▶ **Given text**

Observing those seated yesterday in various stages of disease and worry, my thoughts always return to the power of our words if used in a POSITIVE manner.
Since I am usually a difficult stick and walk out with numerous needle holes when blood is taken or i.v.s are put in, I was grateful at the solo stick yesterday. Wanting to thank my nurse, I handed her the card pictured above. A card similar to this was given to me by woman blesssing Sarah K. (whom introduces me to some of the coolest stuff), and it completely made my
day week month.
So, for this season of love, how do you plan to use your words for the better?
*This post dedicated to the amazing Nurse Jenny.
The other night I attended a talk by Keith Edwards, Campus Speaker and Educator, at Southern Illinois University Edwardsville, home of the e, at the invitation of woman blessing Sarah K. An informative, engaging speaker, Edwards stressed the importance of a proactive approach to rape versus simply a reactive stance whereas the former demands an end to rape and the latter assumes the inevitable existence of rape. Brilliant.
During his presentation, Edwards outlined the definition of informed consent, a term which should be a staple in everyone’s vocabulary.
So, for today’s Writing Workshop Wednesdays, define informed consent. If this term is unfamiliar to you in regards to sexual activity, take the time and do your research and then share this meaning with others. Take the proactive approach.
At a Soul Collage workshop, the facilitator had us, the participants, write “Resilience” at the top of our journal pages and then write nonstop, pen to paper, for two minutes. We then had the option of sharing, and the result was some heartfelt writing on the page.
So, for this Writing Workshop Wednesdays, write “Resilience” at the top of your page and then set your timer for two minutes. Write continuously never allowing your pen to leave the page. You might be amazed at how your writing may reveal how resilient you truly are.
Due to my current vision problems, the hub and I had a deep discussion (as we often do) about whether, if given the choice, would we choose to lose our sight or our hearing. Weighing the options, we both unanimously agreed we would choose to keep our sight so that we wouldn’t miss one minute of seeing our girls blossom into young women, watching the change of the seasons, discovering new wrinkles on each others’ faces, and reading the written word.
So, for this Writing Workshop Wednesday, which sense would you choose: sight or hearing, and why?
Reading the acknowledgement page of my daughter’s book club book, Three Times Lucky, the author, Sheila Turnage thanks her parents for instilling in her the love of reading.
Thinking of my own love of reading and wondering when it developed, I remember being so excited for library day in elementary school. There was what I remember to be a structure known as The Pit which we, the students, basically fought one another for in order to claim the ideal spot. We were even allowed to drape our legs over the back of the structure if we wanted which, at the time, seemed so scandalous. Now I think if I attempted to sit on The Pit, I don’t think I would be able to walk right for a week; padding was definitely not a component of The Pit. The librarian (aaah, when all school libraries employed librarians) would read us stories in The Pit much to our delight, and then ultimately a uniform groan would rise from The Pit when our teacher told us it was time to return to class. I can still feel the disappointment of quality storytelling coming to an end.
So, for today’s Writing Workshop Wednesday, who or what instilled your love of reading?
My squirts have what we like to refer to as a Temperature Day from school. Due to the extreme wind chills, school was cancelled in their district. Woooweeeee! Okay, I think I am even more excited about this news than they were. So far, we have baked, read, watched cartoons, couponed, played, put chairs out for the Salvation Army, picked up the latest Daisy Duke destruction (think it was my anniversary note from the hub), and vacuumed.
How would you spend your Temperature Day?

▶ **Supplied data**

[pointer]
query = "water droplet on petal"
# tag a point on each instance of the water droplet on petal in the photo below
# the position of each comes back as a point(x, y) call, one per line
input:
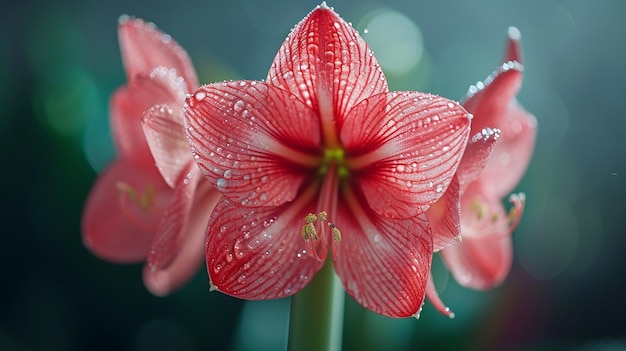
point(239, 106)
point(221, 183)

▶ **What you will do**
(a) In the blog posts, restate the paragraph beginning "The other night I attended" more briefly, keeping its main facts.
(b) Using the blog posts, answer each question:
(i) What did the writer hand the nurse after the solo stick?
(ii) For how long did the Soul Collage participants write nonstop?
(iii) Who is the author of Three Times Lucky?
(c) Reproduce the blog posts from "So, for today’s Writing Workshop Wednesdays, define" up to and including "on the page.".

▶ **Answers by item number**
(a) At the invitation of Sarah K., the writer attended a talk by Keith Edwards, Campus Speaker and Educator, at Southern Illinois University Edwardsville. Edwards was informative and engaging. He stressed a proactive approach to rape over a reactive stance: the proactive approach demands an end to rape, while the reactive one assumes rape will inevitably exist. The writer found this brilliant.

(b)
(i) A card.
(ii) Two minutes.
(iii) Sheila Turnage.

(c)
So, for today’s Writing Workshop Wednesdays, define informed consent. If this term is unfamiliar to you in regards to sexual activity, take the time and do your research and then share this meaning with others. Take the proactive approach.
At a Soul Collage workshop, the facilitator had us, the participants, write “Resilience” at the top of our journal pages and then write nonstop, pen to paper, for two minutes. We then had the option of sharing, and the result was some heartfelt writing on the page.